> _DATA IN THIS EXERCISE_
--------------------------------------------------

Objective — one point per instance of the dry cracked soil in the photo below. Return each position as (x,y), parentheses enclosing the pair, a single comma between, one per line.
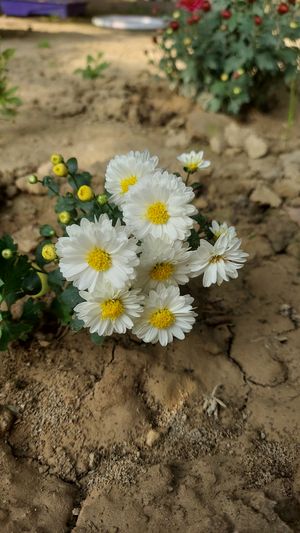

--------------------------------------------------

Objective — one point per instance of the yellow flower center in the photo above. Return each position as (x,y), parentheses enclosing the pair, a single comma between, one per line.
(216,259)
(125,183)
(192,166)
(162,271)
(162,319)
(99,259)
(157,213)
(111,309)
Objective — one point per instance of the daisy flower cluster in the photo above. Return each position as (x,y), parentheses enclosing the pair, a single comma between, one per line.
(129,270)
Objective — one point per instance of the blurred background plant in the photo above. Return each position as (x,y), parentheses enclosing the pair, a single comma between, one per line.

--------------------------------------------------

> _WHAT YOU ARE ASKED TO DO_
Can you copy out the records word for word, beginning at the line that contains "Objective — one point per instance of the daisy" and stopping after the line that contains "Objective — one point per instance of the blurred"?

> _TASK OUTPUT_
Objective — one point per instance of the daisy flower cluster in the photo above. Return each position as (x,y), parentheses enclosing the pair, a single comma between, one per line.
(129,270)
Objective — one point per instance of the blurred background plant in the photo above. Return each position as (x,y), parentheses enclosing the pair, a single comma between, one per line.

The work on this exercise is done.